» Written task
Render every line of the records below as a Markdown table with two columns, Row and Line. Give each non-blank line its own numbered row and leave blank lines out.

» Available data
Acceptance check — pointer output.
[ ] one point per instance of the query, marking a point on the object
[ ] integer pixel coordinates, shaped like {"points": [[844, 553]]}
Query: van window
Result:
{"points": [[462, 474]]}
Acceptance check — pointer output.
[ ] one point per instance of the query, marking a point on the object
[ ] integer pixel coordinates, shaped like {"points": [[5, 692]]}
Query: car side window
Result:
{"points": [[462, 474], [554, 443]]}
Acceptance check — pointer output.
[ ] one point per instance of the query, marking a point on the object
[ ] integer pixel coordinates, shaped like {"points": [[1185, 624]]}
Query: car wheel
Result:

» The output
| Row | Line |
|---|---|
| 1 | Acceptance check — pointer output. |
| 2 | [ ] one point per instance of the query, marking a point on the object |
| 3 | [ ] integer pixel coordinates, shaped like {"points": [[844, 553]]} |
| 4 | Query: van window |
| 5 | Result: |
| 6 | {"points": [[462, 474]]} |
| 7 | Acceptance check — pointer output. |
| 8 | [ ] one point per instance of the query, marking a point on the object |
| 9 | [ ] integer pixel coordinates, shaped like {"points": [[5, 692]]} |
| 10 | Query: car side window |
| 11 | Result: |
| 12 | {"points": [[462, 474], [554, 443]]} |
| 13 | Acceptance check — pointer output. |
| 14 | [ ] one point per instance of the query, marking a point on the object |
| 15 | [ ] integer pixel coordinates, shaped like {"points": [[1185, 624]]} |
| 16 | Query: car wheel |
| 17 | Result: |